▸ Task prompt: In the records below, begin at the line containing "spot the man's forehead in the photo above" and end at the line containing "spot the man's eye in the photo above"; quote every line in that span exactly, including both boundary lines, and no others.

Records from a data source:
• • •
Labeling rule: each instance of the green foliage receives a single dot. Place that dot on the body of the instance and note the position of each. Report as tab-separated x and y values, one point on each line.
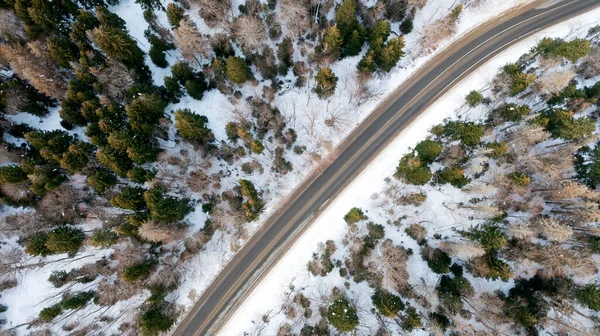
193	127
253	204
387	303
12	174
154	321
342	315
438	260
412	170
166	209
36	245
572	50
354	215
499	148
77	301
174	14
453	175
130	198
49	313
137	271
144	112
103	238
469	133
561	124
474	98
589	295
332	42
519	81
65	239
412	320
490	236
237	70
326	82
451	291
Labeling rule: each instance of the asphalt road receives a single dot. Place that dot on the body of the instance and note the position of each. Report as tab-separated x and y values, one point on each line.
294	214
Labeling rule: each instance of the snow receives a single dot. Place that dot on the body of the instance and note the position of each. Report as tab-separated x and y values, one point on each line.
291	269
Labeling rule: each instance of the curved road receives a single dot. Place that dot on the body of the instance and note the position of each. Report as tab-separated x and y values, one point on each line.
294	214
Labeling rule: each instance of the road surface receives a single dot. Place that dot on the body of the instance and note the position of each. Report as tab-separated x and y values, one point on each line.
298	210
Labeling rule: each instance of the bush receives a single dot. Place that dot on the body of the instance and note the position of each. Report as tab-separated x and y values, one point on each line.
520	179
65	239
474	98
342	315
428	150
104	238
193	127
237	70
154	321
137	272
326	82
438	260
354	215
411	170
77	301
387	303
453	175
49	313
589	295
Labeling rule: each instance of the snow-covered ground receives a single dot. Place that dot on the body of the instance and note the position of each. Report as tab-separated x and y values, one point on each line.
291	269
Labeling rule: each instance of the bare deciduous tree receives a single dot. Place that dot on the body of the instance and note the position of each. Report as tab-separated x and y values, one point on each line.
249	32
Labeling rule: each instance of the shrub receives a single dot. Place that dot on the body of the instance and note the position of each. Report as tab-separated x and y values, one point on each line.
453	175
589	295
154	321
326	82
428	150
237	70
342	315
520	179
411	320
438	260
77	301
387	303
49	313
138	271
354	215
411	170
474	98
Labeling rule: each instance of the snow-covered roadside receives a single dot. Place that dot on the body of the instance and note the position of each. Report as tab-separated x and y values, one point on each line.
291	269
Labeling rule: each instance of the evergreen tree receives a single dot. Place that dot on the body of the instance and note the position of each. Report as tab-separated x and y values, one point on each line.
342	315
237	70
130	198
326	83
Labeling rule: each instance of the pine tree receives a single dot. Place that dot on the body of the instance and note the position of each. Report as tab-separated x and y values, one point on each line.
130	198
326	82
237	70
65	239
102	180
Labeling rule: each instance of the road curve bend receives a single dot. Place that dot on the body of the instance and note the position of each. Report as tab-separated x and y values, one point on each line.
298	210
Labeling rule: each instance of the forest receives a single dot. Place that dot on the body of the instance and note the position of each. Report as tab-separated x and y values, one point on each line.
112	182
488	226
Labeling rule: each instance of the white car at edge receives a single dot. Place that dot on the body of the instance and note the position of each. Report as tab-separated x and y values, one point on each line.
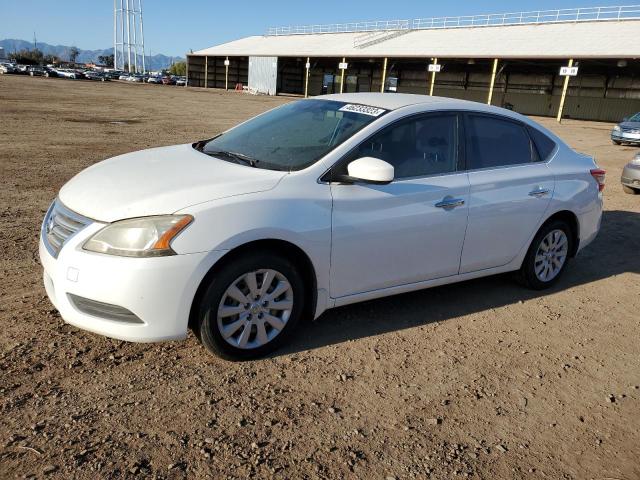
315	204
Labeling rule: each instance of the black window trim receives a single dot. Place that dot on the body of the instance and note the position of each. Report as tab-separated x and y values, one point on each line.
523	125
461	164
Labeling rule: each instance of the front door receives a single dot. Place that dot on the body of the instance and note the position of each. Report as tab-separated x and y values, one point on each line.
412	229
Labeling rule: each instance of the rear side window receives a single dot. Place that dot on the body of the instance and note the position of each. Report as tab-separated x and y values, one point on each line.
494	142
544	144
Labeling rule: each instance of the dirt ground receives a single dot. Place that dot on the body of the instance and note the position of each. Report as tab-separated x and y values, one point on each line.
483	379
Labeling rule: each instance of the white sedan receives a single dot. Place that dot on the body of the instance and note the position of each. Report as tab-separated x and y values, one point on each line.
315	204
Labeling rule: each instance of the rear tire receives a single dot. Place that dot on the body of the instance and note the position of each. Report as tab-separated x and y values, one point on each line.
241	315
548	255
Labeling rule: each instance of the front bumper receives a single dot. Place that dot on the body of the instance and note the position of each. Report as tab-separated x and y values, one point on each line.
158	291
625	137
631	176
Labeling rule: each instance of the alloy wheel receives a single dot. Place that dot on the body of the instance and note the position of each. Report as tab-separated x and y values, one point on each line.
255	308
551	255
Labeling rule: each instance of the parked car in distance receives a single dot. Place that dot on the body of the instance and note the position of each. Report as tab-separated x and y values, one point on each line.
66	73
315	204
97	76
631	176
627	131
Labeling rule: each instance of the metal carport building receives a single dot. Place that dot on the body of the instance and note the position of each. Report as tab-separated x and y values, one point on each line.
511	60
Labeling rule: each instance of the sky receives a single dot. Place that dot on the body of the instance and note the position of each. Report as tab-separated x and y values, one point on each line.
174	27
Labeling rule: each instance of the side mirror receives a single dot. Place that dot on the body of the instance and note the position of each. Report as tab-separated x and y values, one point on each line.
370	170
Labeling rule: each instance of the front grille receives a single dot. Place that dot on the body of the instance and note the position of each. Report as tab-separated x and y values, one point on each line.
60	224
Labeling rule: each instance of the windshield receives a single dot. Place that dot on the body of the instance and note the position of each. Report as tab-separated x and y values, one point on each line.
293	136
634	118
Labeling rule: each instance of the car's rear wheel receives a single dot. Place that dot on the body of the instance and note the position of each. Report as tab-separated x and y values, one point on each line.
548	255
251	306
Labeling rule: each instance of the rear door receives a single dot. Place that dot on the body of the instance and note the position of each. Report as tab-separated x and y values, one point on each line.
510	189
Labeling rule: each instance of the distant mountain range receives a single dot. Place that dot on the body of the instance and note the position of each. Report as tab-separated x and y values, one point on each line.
156	62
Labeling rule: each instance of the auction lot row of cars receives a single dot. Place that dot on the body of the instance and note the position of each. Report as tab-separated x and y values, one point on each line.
89	74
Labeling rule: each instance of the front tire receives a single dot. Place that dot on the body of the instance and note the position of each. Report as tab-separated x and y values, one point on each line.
251	306
548	255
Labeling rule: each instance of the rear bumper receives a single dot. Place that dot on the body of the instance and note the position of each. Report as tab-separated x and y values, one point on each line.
158	291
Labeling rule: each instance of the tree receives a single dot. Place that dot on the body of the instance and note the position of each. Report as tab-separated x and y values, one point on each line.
106	60
179	69
73	54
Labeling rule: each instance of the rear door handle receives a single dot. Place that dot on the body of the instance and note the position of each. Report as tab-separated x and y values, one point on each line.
448	202
539	192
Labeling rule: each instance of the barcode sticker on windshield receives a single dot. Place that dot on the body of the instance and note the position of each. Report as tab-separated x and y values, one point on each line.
364	109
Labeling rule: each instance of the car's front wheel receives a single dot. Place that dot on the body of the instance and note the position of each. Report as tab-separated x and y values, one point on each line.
251	306
548	255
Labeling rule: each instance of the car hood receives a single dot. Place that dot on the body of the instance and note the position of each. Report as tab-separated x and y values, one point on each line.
159	181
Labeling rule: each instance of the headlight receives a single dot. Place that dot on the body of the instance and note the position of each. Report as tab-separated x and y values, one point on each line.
139	237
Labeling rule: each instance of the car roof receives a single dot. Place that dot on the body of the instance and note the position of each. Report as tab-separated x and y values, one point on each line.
393	101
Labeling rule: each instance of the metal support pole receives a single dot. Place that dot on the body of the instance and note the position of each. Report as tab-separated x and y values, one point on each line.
433	78
144	65
384	74
128	34
564	93
306	79
493	80
226	74
135	35
206	70
115	35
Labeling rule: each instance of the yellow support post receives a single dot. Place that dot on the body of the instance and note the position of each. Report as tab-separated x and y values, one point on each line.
493	80
564	93
206	70
226	74
433	78
384	74
306	79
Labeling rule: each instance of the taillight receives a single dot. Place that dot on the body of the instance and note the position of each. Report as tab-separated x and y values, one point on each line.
598	175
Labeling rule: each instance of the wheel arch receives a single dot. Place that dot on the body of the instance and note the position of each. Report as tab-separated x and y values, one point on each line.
280	247
570	219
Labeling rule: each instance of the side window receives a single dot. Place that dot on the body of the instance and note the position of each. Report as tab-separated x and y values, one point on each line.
421	146
544	144
493	142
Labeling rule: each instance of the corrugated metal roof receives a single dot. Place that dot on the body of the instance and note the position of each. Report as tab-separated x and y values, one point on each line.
561	40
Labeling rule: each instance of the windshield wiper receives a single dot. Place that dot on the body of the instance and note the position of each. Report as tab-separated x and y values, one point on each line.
238	157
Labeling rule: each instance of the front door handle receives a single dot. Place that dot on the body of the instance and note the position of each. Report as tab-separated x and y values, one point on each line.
450	202
539	192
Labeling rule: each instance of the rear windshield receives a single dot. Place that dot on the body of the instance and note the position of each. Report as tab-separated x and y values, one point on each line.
293	136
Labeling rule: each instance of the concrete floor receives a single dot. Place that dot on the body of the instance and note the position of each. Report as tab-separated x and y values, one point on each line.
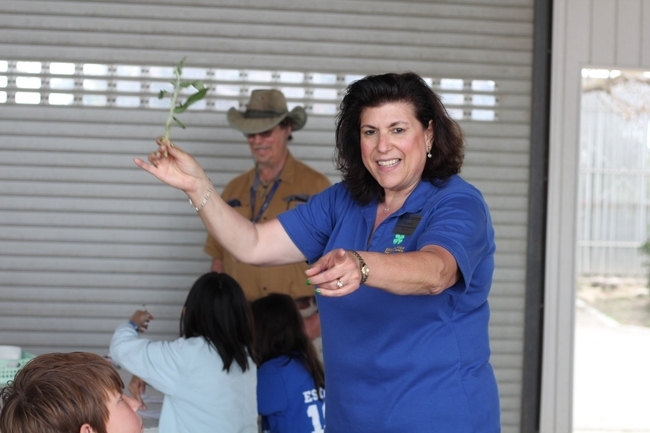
611	375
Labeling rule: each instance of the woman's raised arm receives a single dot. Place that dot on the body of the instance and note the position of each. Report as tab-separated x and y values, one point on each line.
258	244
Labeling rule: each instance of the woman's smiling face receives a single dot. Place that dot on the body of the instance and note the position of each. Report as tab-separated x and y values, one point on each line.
394	146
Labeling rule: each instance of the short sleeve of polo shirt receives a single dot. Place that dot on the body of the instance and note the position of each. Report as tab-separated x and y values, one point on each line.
461	224
310	226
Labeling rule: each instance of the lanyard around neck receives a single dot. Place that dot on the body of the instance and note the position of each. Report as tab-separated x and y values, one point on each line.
267	200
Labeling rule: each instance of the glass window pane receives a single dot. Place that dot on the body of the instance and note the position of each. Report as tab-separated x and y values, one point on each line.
323	108
28	98
293	92
159	72
62	68
127	71
225	104
264	76
200	105
127	101
484	115
29	67
157	86
61	98
98	85
95	69
28	82
62	83
127	86
323	78
227	74
455	113
159	103
486	100
292	77
451	84
452	99
194	73
96	100
483	85
224	89
350	78
325	94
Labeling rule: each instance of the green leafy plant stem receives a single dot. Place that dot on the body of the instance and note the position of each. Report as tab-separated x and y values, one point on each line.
172	106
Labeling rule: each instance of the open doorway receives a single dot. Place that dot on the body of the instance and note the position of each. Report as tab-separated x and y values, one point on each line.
611	392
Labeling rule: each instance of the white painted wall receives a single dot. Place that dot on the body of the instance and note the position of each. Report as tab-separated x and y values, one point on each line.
586	33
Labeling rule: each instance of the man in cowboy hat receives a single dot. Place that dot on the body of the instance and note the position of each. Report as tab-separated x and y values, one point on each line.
277	182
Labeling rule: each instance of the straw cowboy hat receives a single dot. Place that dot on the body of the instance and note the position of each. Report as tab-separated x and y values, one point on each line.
266	108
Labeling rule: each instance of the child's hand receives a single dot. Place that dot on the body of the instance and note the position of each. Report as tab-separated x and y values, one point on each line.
141	318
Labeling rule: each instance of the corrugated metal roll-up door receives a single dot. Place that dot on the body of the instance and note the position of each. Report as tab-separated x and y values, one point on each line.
86	237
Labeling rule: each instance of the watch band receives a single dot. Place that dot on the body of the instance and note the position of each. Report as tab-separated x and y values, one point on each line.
363	268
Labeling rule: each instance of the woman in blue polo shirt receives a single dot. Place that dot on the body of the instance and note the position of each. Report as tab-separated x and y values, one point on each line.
402	254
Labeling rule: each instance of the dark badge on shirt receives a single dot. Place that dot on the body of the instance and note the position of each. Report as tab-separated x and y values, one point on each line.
406	224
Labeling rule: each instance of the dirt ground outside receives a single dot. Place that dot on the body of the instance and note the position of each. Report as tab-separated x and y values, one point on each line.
626	300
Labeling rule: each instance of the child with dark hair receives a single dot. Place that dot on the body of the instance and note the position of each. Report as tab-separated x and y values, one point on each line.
68	393
290	379
208	375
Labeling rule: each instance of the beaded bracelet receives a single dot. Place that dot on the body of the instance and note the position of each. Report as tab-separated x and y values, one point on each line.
205	199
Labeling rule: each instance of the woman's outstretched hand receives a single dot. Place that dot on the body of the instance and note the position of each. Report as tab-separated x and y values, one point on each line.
335	274
174	166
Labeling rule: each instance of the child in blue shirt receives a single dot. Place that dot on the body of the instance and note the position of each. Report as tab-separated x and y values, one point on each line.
290	379
208	375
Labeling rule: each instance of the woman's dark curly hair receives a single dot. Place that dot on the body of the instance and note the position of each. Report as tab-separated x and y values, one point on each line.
374	91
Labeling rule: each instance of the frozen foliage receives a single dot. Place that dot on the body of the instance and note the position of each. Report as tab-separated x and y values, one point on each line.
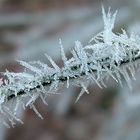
107	55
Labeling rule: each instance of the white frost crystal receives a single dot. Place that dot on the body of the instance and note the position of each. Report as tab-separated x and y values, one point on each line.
107	54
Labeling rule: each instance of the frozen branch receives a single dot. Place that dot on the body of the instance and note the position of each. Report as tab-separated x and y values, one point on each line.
108	54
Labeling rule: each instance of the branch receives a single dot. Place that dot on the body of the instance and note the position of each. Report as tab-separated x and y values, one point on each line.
107	54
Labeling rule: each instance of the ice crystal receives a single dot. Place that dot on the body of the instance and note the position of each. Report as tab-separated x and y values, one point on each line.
108	54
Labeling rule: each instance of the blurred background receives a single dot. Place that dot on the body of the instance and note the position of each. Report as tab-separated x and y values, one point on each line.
30	28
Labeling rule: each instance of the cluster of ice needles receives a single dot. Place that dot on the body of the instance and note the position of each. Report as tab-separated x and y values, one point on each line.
107	55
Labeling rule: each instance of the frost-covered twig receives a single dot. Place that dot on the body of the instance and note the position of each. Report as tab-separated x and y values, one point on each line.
104	56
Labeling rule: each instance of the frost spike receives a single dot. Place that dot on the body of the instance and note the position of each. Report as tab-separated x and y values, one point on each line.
62	52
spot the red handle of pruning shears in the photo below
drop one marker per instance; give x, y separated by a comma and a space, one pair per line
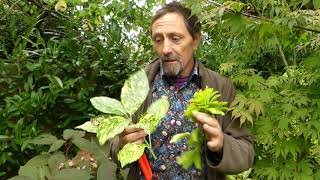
145, 167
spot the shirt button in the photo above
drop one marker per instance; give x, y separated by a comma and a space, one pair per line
163, 167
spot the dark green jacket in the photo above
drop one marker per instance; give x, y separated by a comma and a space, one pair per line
238, 152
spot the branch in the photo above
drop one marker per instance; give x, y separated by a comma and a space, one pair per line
265, 19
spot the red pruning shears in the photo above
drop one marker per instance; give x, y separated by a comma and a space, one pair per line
145, 167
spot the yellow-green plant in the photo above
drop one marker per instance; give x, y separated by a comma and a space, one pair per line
204, 101
118, 116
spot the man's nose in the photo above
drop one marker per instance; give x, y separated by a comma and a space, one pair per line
167, 47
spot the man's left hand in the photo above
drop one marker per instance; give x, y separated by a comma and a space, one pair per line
212, 129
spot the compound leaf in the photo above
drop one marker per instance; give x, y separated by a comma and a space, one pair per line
108, 105
130, 153
113, 126
134, 91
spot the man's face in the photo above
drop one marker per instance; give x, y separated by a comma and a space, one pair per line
174, 44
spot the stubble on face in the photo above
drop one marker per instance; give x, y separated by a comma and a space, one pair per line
171, 65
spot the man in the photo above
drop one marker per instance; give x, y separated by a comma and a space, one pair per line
178, 75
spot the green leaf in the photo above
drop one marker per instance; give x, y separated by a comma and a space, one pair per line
44, 139
188, 158
88, 126
20, 178
40, 160
5, 138
130, 153
155, 112
72, 174
29, 171
72, 134
178, 137
56, 145
316, 4
101, 173
113, 126
283, 123
108, 105
58, 81
55, 161
82, 143
134, 91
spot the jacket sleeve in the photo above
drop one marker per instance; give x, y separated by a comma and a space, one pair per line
238, 152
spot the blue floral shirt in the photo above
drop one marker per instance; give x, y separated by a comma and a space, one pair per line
174, 122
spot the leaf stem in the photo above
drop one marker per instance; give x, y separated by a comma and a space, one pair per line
150, 147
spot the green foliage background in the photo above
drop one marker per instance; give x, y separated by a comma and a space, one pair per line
53, 62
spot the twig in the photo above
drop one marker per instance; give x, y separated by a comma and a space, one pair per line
265, 19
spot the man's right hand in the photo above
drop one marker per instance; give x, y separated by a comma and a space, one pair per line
132, 135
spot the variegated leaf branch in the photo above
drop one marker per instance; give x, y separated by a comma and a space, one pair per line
118, 116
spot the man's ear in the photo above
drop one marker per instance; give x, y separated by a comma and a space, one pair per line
196, 40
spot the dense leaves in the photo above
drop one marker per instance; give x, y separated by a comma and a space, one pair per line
56, 55
133, 94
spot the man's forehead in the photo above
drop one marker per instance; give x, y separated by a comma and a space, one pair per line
169, 22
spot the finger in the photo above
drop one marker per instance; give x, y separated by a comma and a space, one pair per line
214, 145
131, 129
132, 137
204, 118
211, 132
139, 141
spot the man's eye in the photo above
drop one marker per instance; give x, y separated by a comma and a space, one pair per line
176, 38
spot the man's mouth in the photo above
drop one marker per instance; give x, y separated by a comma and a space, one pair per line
170, 61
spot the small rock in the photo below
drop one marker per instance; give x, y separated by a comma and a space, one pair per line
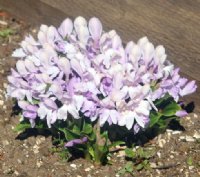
195, 116
182, 138
16, 173
169, 130
189, 139
19, 161
1, 102
35, 149
159, 154
39, 163
3, 23
87, 169
5, 142
121, 154
73, 165
176, 132
191, 167
161, 143
5, 85
196, 135
153, 165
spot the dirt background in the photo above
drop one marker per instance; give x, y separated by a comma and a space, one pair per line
32, 157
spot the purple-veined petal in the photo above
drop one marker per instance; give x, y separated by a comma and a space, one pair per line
181, 113
189, 88
50, 103
19, 53
95, 28
66, 27
21, 67
30, 115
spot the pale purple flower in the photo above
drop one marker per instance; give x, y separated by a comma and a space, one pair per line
75, 142
80, 68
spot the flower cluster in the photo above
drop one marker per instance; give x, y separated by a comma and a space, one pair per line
79, 69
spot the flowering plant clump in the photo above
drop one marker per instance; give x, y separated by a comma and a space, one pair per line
85, 85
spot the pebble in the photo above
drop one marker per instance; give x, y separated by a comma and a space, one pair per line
19, 161
191, 167
39, 163
5, 142
35, 149
87, 169
16, 173
161, 143
196, 135
121, 154
176, 132
3, 23
1, 102
159, 154
169, 130
153, 165
40, 140
195, 116
188, 118
73, 165
189, 138
5, 85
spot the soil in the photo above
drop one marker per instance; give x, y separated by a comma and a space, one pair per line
177, 152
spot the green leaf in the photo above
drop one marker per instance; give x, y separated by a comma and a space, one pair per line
35, 101
91, 151
130, 153
6, 32
21, 127
69, 135
76, 129
87, 128
154, 118
190, 161
116, 143
162, 100
129, 167
171, 109
140, 166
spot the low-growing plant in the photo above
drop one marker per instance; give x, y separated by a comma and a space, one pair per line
91, 91
138, 159
5, 33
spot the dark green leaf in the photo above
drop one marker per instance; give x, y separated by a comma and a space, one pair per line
154, 117
129, 167
130, 153
139, 166
171, 109
87, 128
21, 127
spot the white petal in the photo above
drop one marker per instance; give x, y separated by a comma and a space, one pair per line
73, 111
19, 53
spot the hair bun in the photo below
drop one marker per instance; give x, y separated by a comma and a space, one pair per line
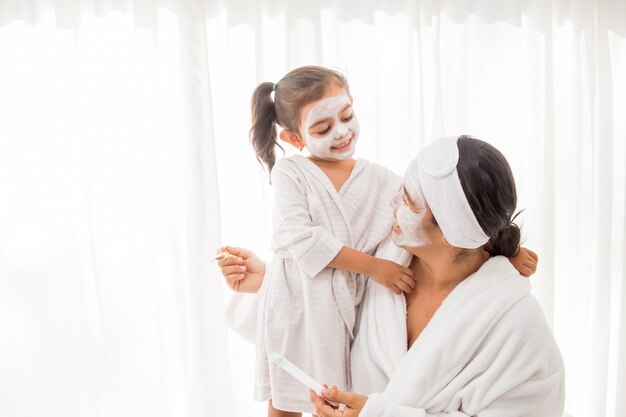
• • •
▸ Output below:
spot the man's forehead in the photo above
drop one marker per instance; give x, y separated by a comma and a space, one pair per line
169, 22
spot the finger in the photo above
drop one marker per instance; give x, y separated by a comma and a space, one pair per line
214, 145
131, 129
132, 137
204, 118
211, 132
139, 141
spot the man's eye in the photo above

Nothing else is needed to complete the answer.